[Start]

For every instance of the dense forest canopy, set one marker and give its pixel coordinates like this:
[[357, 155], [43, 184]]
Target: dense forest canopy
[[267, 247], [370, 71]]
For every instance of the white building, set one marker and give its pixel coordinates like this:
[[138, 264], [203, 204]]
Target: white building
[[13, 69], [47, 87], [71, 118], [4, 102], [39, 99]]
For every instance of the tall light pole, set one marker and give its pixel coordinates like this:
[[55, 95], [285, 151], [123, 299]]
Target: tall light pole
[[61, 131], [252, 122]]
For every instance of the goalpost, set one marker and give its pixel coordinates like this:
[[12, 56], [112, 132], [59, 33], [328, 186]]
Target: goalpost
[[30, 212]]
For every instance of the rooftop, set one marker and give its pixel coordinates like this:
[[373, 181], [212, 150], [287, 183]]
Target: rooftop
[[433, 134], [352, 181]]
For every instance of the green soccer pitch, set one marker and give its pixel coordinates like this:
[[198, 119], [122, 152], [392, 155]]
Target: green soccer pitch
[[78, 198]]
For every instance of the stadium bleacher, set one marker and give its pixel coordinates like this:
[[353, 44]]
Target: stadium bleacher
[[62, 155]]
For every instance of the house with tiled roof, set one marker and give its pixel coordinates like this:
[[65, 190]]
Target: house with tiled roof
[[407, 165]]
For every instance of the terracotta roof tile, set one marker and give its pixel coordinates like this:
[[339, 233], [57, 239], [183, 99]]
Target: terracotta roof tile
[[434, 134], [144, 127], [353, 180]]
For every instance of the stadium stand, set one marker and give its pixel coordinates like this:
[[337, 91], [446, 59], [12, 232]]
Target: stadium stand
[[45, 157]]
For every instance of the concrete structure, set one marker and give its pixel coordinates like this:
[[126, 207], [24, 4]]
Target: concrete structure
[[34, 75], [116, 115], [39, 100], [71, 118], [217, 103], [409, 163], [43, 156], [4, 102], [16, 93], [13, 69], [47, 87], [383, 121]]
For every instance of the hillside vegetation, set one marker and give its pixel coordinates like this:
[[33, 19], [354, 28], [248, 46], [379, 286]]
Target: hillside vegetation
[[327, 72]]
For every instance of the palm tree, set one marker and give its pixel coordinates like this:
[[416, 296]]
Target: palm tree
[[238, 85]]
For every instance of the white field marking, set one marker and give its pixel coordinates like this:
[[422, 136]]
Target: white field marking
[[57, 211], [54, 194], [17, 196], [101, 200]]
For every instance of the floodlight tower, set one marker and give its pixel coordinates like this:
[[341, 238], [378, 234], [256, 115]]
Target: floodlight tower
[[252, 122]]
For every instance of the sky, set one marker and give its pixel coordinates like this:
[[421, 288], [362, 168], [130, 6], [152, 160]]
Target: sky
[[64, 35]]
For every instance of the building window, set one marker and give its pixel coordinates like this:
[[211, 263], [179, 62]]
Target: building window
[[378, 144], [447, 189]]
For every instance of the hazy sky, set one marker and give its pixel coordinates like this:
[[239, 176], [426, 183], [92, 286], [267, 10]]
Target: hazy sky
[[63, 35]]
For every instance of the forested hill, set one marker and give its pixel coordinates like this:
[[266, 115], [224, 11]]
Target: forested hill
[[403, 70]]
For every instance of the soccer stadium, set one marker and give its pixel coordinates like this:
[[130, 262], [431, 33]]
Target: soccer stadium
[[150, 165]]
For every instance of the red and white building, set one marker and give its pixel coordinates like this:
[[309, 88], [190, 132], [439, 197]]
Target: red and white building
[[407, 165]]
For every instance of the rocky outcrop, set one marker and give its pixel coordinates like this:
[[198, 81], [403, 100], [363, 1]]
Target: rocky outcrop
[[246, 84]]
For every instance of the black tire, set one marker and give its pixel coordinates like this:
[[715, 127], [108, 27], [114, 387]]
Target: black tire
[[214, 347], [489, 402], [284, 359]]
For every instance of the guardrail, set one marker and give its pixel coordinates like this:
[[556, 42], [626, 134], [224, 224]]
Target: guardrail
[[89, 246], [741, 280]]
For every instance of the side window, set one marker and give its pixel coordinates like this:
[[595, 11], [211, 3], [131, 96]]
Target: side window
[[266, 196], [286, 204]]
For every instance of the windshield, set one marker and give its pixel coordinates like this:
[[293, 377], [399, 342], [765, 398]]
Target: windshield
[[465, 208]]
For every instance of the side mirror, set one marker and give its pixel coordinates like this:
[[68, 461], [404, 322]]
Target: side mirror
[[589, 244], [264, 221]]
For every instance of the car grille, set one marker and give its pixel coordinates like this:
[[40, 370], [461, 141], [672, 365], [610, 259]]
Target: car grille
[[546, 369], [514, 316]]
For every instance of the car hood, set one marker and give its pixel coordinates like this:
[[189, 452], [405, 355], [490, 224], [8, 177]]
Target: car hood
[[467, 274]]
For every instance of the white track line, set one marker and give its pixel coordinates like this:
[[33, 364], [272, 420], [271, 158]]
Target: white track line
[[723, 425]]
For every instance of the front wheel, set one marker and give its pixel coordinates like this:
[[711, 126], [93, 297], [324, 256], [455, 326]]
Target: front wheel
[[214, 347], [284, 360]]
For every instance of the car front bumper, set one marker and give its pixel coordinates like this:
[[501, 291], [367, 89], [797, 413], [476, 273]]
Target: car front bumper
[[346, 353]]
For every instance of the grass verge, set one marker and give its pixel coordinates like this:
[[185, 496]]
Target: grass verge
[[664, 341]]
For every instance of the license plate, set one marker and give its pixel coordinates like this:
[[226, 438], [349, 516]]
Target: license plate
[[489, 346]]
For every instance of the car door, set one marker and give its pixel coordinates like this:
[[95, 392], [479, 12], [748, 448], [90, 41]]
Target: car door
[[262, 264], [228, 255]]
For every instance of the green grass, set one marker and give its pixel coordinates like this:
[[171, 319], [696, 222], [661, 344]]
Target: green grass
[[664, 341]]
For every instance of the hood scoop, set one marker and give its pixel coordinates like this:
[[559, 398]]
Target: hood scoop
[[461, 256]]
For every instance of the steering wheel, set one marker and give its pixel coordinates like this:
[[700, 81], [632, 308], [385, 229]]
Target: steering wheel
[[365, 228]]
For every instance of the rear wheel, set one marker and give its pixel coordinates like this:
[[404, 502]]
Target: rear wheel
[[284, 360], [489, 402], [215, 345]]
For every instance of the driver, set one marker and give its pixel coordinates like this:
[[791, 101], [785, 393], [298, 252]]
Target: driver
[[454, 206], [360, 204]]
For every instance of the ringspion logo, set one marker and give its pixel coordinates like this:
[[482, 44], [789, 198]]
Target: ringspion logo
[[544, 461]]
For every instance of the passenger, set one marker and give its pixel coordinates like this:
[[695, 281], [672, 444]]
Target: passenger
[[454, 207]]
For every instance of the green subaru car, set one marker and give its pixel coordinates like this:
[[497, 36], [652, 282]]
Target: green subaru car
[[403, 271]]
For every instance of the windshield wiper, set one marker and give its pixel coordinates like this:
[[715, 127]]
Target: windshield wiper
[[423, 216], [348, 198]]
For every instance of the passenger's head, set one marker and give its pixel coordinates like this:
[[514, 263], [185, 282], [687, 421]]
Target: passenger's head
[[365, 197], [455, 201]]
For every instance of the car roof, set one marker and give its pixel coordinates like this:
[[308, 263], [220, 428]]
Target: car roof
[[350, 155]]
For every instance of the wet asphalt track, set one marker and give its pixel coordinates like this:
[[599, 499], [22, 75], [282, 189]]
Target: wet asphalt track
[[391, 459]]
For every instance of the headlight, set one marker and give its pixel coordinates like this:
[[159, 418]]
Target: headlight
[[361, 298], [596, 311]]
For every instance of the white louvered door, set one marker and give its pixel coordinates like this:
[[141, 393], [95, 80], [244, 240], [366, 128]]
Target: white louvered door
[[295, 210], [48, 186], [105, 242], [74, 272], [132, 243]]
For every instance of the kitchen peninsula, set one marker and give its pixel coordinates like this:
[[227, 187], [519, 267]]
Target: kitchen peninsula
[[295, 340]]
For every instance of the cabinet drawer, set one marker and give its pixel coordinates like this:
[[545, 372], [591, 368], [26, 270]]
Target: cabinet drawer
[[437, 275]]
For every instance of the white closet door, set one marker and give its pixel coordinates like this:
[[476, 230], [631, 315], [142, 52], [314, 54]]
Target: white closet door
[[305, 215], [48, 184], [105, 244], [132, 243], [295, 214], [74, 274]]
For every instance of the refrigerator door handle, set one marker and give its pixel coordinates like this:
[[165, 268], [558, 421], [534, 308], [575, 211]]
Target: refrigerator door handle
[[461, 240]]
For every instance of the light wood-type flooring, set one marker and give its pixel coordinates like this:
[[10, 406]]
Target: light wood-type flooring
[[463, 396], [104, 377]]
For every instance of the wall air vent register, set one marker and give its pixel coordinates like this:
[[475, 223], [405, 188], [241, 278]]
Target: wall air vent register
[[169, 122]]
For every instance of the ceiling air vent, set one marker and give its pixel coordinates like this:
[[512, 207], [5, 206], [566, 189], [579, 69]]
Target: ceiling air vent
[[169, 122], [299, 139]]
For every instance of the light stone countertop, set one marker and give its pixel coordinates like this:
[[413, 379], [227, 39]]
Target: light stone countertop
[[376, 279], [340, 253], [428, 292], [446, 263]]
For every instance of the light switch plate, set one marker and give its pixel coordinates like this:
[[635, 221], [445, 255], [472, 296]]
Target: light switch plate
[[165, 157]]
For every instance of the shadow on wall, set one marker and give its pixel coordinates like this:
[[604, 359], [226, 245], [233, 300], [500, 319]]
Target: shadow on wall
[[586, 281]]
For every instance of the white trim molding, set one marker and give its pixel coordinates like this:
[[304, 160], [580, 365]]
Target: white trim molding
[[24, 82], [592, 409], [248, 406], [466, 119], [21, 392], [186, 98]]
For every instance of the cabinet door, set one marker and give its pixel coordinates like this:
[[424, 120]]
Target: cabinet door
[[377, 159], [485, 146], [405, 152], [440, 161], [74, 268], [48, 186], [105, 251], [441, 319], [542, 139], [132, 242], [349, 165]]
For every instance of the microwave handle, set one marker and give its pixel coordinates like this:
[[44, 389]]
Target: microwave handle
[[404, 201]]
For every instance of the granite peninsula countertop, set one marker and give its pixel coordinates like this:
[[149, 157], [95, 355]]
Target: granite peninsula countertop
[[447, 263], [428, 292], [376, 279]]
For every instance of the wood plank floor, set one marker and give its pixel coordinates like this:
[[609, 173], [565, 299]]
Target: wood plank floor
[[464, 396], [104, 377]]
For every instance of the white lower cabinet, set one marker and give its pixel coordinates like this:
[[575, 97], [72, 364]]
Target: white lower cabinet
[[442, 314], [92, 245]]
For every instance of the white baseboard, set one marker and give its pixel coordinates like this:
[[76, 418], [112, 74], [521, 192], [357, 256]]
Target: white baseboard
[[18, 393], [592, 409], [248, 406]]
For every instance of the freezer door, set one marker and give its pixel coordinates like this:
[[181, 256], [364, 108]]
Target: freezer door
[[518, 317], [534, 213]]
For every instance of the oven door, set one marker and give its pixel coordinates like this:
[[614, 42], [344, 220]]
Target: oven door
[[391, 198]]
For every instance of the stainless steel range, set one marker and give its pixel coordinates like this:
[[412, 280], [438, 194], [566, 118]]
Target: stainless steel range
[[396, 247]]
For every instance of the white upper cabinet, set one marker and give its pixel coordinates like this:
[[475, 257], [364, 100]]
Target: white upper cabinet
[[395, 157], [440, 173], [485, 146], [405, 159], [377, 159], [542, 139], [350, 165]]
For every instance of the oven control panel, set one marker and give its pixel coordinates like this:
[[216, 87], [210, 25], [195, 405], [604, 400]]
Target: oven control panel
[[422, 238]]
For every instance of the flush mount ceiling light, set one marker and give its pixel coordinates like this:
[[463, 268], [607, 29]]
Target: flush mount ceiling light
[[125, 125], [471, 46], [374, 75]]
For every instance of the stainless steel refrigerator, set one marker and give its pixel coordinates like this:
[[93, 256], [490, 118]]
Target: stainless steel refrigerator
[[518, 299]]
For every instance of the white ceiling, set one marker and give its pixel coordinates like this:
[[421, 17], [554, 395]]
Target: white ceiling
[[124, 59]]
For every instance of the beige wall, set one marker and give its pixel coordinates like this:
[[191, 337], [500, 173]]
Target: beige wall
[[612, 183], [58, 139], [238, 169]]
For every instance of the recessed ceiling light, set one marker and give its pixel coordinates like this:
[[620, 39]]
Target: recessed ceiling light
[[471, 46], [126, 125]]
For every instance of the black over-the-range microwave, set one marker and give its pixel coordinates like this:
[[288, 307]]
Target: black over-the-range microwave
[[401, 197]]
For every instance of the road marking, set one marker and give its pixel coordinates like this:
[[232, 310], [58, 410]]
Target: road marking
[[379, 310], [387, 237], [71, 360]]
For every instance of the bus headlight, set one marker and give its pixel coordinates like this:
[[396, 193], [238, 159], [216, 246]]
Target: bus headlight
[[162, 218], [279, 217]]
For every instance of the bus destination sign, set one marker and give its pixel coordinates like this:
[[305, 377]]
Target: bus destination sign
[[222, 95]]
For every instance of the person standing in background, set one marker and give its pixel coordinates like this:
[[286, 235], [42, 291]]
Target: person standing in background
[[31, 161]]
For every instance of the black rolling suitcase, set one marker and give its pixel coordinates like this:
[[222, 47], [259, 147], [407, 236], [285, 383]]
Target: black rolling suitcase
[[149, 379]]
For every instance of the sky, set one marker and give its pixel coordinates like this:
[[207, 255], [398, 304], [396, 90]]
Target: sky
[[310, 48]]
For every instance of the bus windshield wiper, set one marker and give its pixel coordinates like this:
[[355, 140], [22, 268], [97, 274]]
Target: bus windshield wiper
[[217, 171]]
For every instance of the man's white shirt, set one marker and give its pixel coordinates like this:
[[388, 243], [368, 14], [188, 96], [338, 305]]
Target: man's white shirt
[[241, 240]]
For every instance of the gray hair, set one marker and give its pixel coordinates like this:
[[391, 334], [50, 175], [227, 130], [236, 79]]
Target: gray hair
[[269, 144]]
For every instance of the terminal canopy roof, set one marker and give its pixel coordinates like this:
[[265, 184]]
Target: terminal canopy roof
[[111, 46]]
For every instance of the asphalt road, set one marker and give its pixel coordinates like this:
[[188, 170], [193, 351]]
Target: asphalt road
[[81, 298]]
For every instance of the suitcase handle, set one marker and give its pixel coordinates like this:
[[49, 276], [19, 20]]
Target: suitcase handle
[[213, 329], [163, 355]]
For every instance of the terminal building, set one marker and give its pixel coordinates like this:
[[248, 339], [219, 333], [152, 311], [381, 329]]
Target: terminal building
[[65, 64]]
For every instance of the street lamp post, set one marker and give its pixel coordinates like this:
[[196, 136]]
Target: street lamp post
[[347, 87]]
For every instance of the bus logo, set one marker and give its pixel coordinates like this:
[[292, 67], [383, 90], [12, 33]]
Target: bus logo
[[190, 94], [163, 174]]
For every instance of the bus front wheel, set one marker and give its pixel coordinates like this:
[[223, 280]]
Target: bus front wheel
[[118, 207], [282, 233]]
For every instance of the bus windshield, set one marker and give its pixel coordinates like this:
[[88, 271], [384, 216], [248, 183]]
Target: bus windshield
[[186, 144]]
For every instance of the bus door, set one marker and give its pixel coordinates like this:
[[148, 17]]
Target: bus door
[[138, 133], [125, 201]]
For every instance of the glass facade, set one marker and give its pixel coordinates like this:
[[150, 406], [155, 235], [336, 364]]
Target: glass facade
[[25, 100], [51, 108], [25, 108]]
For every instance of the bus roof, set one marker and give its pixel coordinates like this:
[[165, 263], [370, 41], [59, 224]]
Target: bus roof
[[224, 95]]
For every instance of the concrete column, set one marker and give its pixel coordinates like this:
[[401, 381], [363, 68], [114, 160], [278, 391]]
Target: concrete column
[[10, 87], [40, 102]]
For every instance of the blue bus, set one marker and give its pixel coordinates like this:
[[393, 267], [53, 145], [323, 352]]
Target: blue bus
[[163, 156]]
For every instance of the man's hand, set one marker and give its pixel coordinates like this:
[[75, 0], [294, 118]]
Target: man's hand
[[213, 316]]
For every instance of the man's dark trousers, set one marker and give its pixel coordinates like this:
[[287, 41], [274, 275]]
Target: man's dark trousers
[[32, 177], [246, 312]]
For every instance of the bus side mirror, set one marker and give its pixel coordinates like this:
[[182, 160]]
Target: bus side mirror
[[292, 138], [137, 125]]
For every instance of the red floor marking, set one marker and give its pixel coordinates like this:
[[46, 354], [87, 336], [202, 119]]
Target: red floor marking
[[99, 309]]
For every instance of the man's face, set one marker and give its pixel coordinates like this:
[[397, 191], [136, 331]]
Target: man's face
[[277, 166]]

[End]

GOAL
Please repeat the material from its first line through the line containing "[[267, 247], [370, 71]]", swapping "dense forest canopy" for "tall pine forest" and leaving everything else unchanged.

THE OUTPUT
For every instance of the tall pine forest, set one marker and give its pixel coordinates like this:
[[357, 155], [43, 184]]
Target: tall pine forest
[[267, 247], [370, 71]]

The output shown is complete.